---- TEXT SECTION
# Paper Summary: Asymptotically Unambitious Artificial General Intelligence (Cohen et. al.)

--

A nice paper by Cohen, Vellambi and Hutter came out in December. What the paper says is quite formal so it took me a little while to get through it, but the broad strokes of what it’s saying are useful to be aware of even if you don’t have the time to wrap your head around the theorems. So here are the ideas presented less formally.

I will use some hand-wavy language which inevitably injects some of my subjective interpretation. If you reckon you understand this work better than me and you disagree with something I’ve said, get in touch and we can have a fight. Or if you are (heaven forbid) one of the authors, and you feel something I have said is misleading, let me know and I can fix it.

**Reading Time: **~10–20 mins

**Assumed Knowledge: **Bayesian inference, Reinforcement Learning

# Introduction

Lots of people are worried about what will happen if artificial general intelligence becomes a thing. It may even be an existential risk to humanity. Lots of things have been written about this (Bostrom, Amodei, 80k, …), but given how important the topic is we probably need more things than that.

Anyway, the best way to motivate this work is to focus on the *Instrumental Convergence Thesis**. *A suitably intelligent agent will pursue the instrumental goal of acquiring as much power and influence as possible, regardless of its final goal. Make as many paperclips as possible? Take over the world and convert all buildings to paperclip factories.

The paper proposes a reinforcement learning (RL) algorithm (along with a physical setup) that sidesteps the Instrumental Convergence Thesis. They call it **BoMAI**, Boxed Myopic AI. The **Bo** part says it’s designed to (after suitable training) only care about its immediate vicinity (∴ not try to influence far away things). The **M** part says it (after suitable training) only cares about its immediate future (∴ does not plan too far ahead). It however learns to make decisions at least as intelligent as a human.

The authors make clear that

Like existing algorithms for AGI, BoMAI is not remotely tractable.

BoMAI is not meant to be implemented tomorrow, it is a formal construct meant to inform the design of safe future Artificial General Intelligence (AGI) systems. The formal results in this paper about the safety of BoMAI implies that incorporating features from BoMAI into future agents could mean they are more likely to be safe.

With that out of the way, let’s look at how the thing works.
--------
---- DATASET ENTRIES
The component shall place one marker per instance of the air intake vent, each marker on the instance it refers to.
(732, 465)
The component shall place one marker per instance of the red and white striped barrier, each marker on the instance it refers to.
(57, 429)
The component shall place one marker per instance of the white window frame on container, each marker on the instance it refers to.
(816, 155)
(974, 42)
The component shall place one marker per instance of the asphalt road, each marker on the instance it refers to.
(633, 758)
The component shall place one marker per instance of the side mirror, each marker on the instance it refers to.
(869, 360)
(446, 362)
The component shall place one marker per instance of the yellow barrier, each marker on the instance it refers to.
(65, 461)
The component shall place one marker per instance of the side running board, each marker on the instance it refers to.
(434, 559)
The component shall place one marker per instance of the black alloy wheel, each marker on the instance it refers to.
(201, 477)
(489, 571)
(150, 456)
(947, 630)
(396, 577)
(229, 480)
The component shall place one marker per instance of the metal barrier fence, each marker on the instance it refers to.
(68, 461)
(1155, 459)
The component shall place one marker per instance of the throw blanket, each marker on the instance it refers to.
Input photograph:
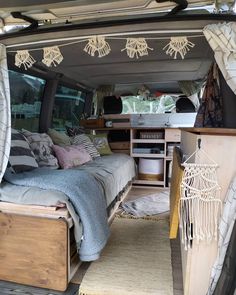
(86, 195)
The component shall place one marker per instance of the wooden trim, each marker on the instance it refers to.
(211, 131)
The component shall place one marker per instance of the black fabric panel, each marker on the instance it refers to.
(20, 151)
(229, 104)
(226, 284)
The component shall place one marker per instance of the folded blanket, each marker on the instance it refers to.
(86, 195)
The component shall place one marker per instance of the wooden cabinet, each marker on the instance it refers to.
(37, 247)
(152, 149)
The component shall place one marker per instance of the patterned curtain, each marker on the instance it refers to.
(226, 226)
(210, 112)
(5, 112)
(222, 39)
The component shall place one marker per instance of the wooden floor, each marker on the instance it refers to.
(7, 288)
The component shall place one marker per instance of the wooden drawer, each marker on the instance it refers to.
(120, 145)
(173, 135)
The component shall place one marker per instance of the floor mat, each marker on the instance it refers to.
(136, 260)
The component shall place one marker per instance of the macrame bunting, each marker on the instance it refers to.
(24, 58)
(97, 44)
(136, 47)
(52, 56)
(179, 45)
(200, 204)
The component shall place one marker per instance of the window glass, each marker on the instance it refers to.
(68, 107)
(26, 95)
(155, 105)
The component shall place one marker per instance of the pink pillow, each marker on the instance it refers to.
(71, 156)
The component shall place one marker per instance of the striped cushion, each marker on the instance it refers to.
(21, 157)
(86, 142)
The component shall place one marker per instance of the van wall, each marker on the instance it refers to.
(229, 104)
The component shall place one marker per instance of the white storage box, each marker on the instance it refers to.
(151, 169)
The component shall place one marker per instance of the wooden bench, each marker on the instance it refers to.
(37, 246)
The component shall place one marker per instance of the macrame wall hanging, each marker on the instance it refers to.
(52, 56)
(136, 47)
(179, 45)
(24, 58)
(199, 204)
(97, 44)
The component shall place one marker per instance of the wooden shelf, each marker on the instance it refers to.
(148, 140)
(150, 182)
(137, 155)
(169, 134)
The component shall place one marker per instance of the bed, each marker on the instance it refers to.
(43, 229)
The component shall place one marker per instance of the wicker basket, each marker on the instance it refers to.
(92, 123)
(151, 169)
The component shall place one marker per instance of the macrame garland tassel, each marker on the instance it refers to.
(97, 44)
(52, 56)
(179, 45)
(200, 204)
(24, 58)
(136, 47)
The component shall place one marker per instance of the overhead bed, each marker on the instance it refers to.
(49, 234)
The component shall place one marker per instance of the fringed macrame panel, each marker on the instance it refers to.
(200, 203)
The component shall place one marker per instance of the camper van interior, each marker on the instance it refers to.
(117, 147)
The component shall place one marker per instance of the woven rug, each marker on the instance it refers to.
(136, 261)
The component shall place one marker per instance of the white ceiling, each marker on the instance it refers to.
(59, 11)
(157, 70)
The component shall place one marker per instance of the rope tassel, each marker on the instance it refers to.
(97, 44)
(200, 204)
(24, 58)
(136, 47)
(179, 45)
(52, 56)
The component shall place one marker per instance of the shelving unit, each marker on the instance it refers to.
(154, 148)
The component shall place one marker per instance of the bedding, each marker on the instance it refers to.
(84, 140)
(108, 175)
(71, 156)
(21, 156)
(101, 143)
(41, 145)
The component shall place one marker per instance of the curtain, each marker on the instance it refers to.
(222, 39)
(191, 90)
(225, 230)
(5, 113)
(103, 90)
(210, 112)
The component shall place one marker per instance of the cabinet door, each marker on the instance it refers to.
(172, 135)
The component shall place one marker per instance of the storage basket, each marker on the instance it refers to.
(151, 135)
(151, 169)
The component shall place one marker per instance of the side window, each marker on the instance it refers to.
(26, 95)
(68, 107)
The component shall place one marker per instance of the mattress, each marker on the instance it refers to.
(113, 172)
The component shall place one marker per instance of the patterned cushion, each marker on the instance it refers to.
(101, 143)
(59, 138)
(21, 157)
(85, 141)
(73, 131)
(41, 144)
(71, 156)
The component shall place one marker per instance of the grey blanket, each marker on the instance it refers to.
(91, 206)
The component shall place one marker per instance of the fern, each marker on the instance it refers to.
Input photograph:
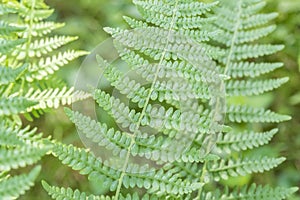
(24, 67)
(195, 57)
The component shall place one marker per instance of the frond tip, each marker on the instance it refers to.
(13, 187)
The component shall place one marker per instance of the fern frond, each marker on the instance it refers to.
(69, 194)
(87, 163)
(42, 46)
(253, 87)
(244, 52)
(12, 188)
(14, 105)
(254, 115)
(54, 97)
(252, 70)
(46, 66)
(252, 192)
(161, 13)
(6, 29)
(40, 29)
(231, 141)
(9, 45)
(21, 156)
(242, 167)
(8, 75)
(149, 146)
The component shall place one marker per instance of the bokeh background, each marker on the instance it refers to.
(86, 18)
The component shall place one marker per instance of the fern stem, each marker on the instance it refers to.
(28, 42)
(202, 177)
(235, 34)
(145, 106)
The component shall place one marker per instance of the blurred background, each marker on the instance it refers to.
(86, 18)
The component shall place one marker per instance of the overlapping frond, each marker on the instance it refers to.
(13, 187)
(252, 192)
(28, 57)
(177, 102)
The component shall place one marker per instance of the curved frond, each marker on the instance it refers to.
(252, 192)
(241, 167)
(254, 115)
(13, 187)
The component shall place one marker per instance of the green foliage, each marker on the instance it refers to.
(13, 187)
(172, 48)
(23, 63)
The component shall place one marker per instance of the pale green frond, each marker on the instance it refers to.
(8, 46)
(69, 194)
(244, 36)
(21, 156)
(140, 177)
(9, 75)
(230, 142)
(162, 13)
(134, 23)
(6, 29)
(36, 14)
(54, 97)
(5, 9)
(149, 146)
(46, 66)
(42, 28)
(253, 87)
(13, 187)
(241, 167)
(251, 192)
(244, 52)
(258, 20)
(254, 115)
(14, 105)
(251, 69)
(42, 46)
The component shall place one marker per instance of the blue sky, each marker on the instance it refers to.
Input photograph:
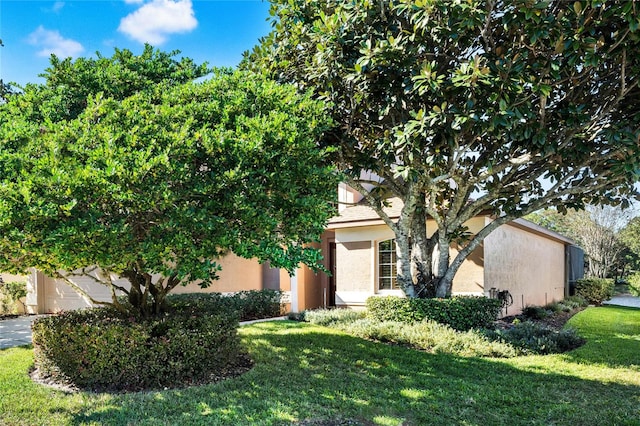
(215, 31)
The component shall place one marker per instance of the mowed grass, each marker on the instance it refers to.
(308, 374)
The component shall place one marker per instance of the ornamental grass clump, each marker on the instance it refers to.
(430, 336)
(534, 338)
(461, 313)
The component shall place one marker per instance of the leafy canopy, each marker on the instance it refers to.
(469, 107)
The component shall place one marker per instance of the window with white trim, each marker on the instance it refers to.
(387, 272)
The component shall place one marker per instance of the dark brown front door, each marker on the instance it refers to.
(331, 297)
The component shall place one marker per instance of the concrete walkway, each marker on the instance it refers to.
(17, 331)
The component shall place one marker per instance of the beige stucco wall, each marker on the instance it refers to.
(237, 274)
(356, 264)
(356, 273)
(530, 266)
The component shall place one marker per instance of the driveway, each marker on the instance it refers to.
(16, 331)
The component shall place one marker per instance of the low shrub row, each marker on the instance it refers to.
(520, 338)
(248, 305)
(460, 313)
(533, 338)
(94, 349)
(595, 290)
(195, 341)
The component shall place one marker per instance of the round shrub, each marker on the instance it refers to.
(461, 313)
(100, 350)
(595, 290)
(634, 284)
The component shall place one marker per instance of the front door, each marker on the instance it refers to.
(331, 299)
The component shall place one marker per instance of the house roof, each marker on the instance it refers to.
(361, 214)
(355, 215)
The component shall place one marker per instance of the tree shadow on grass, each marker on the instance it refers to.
(311, 374)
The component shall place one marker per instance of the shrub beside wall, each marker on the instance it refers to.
(634, 284)
(460, 313)
(93, 349)
(196, 341)
(11, 294)
(595, 290)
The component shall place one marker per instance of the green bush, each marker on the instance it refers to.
(429, 336)
(99, 349)
(535, 312)
(461, 313)
(595, 290)
(634, 284)
(248, 305)
(534, 338)
(332, 317)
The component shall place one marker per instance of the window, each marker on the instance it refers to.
(387, 273)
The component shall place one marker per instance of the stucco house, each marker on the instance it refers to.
(530, 262)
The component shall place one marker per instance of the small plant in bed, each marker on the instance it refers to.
(195, 341)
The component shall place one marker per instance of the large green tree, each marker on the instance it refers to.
(123, 167)
(464, 107)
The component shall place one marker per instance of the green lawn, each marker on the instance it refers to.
(309, 373)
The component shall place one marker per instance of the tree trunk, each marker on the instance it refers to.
(443, 279)
(403, 265)
(421, 254)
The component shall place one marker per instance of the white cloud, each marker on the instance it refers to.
(57, 6)
(154, 21)
(51, 42)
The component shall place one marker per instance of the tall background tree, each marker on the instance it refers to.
(5, 89)
(467, 107)
(599, 231)
(123, 167)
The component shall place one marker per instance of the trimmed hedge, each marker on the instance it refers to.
(595, 290)
(94, 349)
(196, 341)
(461, 313)
(634, 284)
(248, 305)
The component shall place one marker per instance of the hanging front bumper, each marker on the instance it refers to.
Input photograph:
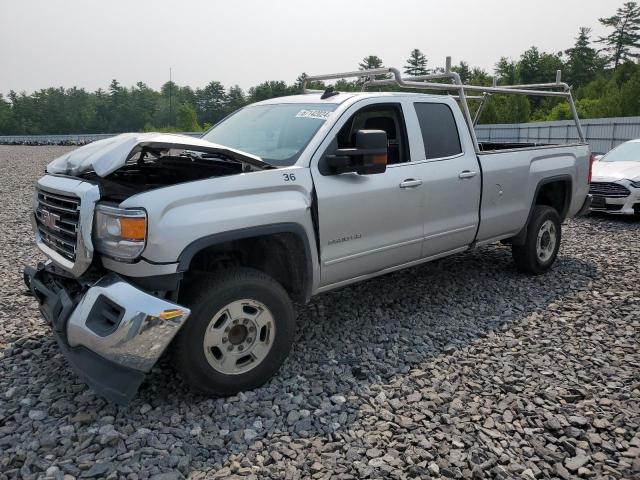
--------
— GIVEN PROBLEM 1 —
Repeat the passage of the BoMAI paper summary from "# Paper Summary: Asymptotically" up to and including "can fix it.".
— GIVEN PROBLEM 2 —
Carry on the BoMAI paper summary from its final sentence.

— WRITTEN RESPONSE 1 —
# Paper Summary: Asymptotically Unambitious Artificial General Intelligence (Cohen et. al.)

--

A nice paper by Cohen, Vellambi and Hutter came out in December. What the paper says is quite formal so it took me a little while to get through it, but the broad strokes of what it’s saying are useful to be aware of even if you don’t have the time to wrap your head around the theorems. So here are the ideas presented less formally.

I will use some hand-wavy language which inevitably injects some of my subjective interpretation. If you reckon you understand this work better than me and you disagree with something I’ve said, get in touch and we can have a fight. Or if you are (heaven forbid) one of the authors, and you feel something I have said is misleading, let me know and I can fix it.

— WRITTEN RESPONSE 2 —
# The Physical Setup

BoMAI lives on a computer in a room opaque to the outside world. The room should be designed such that no information can cross through its walls. There is one door, which a human operator can use to enter and exit.

Like in any RL context, the algorithm goes through episodes. An episode begins when the human enters the room, and ends when the door is opened for the human to exit. The mechanism of the door is hooked up to the computer to ensure the episode ends the moment the door opens. See fig. 1 from the paper.

The algorithm is designed so that the AI takes actions that only maximize the rewards it receives *during the current episode*. It therefore theoretically has no motive to do long-term planning. It also theoretically has no motive to influence the outside world, since the only way it can influence the outside world is via the human leaving the room, but by the time the human leaves the room the episode is over and the rewards are set in stone.

# The Algorithm

BoMAI is a Bayesian reinforcement learner. It goes through a number of episodes, each containing a fixed number of timesteps. At every timestep *j* of every episode *i*;

- It chooses an action
*a*from some finite set of possible actions 𝓐 . - It takes in some observation of its environment
*o*from a set of possible observations 𝓞. - It receives a reward
*r*from a set of possible rewards 𝓡 (which is basically just the reals).

We define the *interaction history* as the set of all actions observations and rewards up until the current timestep. It belongs to the set of all possible interaction histories 𝓗*.

**Learning**

The “environment” *ν* can be viewed as a stochastic function that takes in an interaction history and an action, and returns a probability distribution over observations and rewards: *ν *: 𝓗*×𝓐 ⇝ 𝓞×𝓡. Then each timestep is an evaluation of this function *ν.* The ⇝ means stochastic function, instead of mapping an element of 𝓗*×𝓐 to an element of 𝓞×𝓡, it maps an element of 𝓗*×𝓐 to a probability distribution over 𝓞×𝓡. Viewing the environment as a stochastic function is an important part of understanding BoMAI.

Similarly, a “policy” for an agent, π, can be defined by π : 𝓗* ⇝𝓐. Given an interaction history, it defines a probability distribution over actions the agent will take.

BoMAI is a Bayesian learner. This means that it keeps track of a probability distribution over all possible world models (beliefs of what *ν *is), and updates this distribution after every observation from 𝓗*×𝓐, 𝓞×𝓡 at each timestep according to Bayes’ rule.

It also keeps a probability distribution over all possible *πʰ*∈ 𝓟*, *where *πʰ *is the policy of the human operator. The need to also model this will become clear.

To do any Bayesian inference asdescribed above, one needs to plug in a set of possible world models 𝓜 and possible human policies 𝓟. For an AGI, these have to be huge. I’ll address how to define these in the *Priors and World Models* section below.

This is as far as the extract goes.